Exercise task: Your output is the line containing "[indicate] the woman" plus all lines after it to the end of the records, reproduced exactly, with nothing else.

(Saved entries)
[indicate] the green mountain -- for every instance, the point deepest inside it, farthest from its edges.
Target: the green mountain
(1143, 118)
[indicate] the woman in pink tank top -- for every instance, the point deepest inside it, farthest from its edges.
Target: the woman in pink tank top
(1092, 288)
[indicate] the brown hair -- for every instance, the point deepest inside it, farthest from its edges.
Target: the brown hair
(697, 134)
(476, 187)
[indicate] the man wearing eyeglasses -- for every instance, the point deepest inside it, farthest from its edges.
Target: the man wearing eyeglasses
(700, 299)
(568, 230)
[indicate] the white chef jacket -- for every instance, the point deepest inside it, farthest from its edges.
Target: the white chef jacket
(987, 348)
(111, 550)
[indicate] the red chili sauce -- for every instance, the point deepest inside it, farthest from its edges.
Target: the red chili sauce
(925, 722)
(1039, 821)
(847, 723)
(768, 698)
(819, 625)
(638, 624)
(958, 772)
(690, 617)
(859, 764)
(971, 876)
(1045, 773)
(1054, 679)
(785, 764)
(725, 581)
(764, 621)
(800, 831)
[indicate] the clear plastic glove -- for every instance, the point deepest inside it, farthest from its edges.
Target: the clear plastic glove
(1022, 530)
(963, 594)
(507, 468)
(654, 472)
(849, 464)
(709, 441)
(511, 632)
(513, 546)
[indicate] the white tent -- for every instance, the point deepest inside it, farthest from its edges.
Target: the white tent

Solution to this task:
[indicate] the woman in pink tank top -- for every instance, the point deepest inside it, farthest from its edges.
Target: the woman in pink tank top
(1092, 288)
[indicate] the brown hair -- for every instance, the point deepest inside it, farthest from its edges.
Target: the brown hair
(697, 134)
(476, 187)
[indicate] the man wearing eyeglasses -- for every instance, the point deepest inside it, farthest from its edges.
Target: the man wearing eyeglasses
(700, 299)
(568, 230)
[indicate] the white chef jacket -- for every instance, the point deepest inside it, farthest from its edges.
Target: the white chef jacket
(987, 348)
(111, 550)
[indicate] the red chili sauce -- for every instance, the point deepest inside it, farthest from its edges.
Target: the red chili sauce
(925, 722)
(1039, 821)
(847, 723)
(768, 698)
(819, 625)
(638, 624)
(958, 772)
(690, 617)
(859, 764)
(971, 876)
(1045, 773)
(1054, 679)
(785, 764)
(725, 581)
(764, 621)
(800, 831)
[indicate] the clear plastic glove -- for every instance, the point deepest inside it, farthest from its edges.
Target: the clear plastic glove
(1022, 530)
(963, 594)
(507, 468)
(654, 472)
(849, 464)
(709, 441)
(511, 632)
(513, 546)
[indicate] the white tent -- for every instance, the point deepest inside it, farthest from its edges.
Target: the white tent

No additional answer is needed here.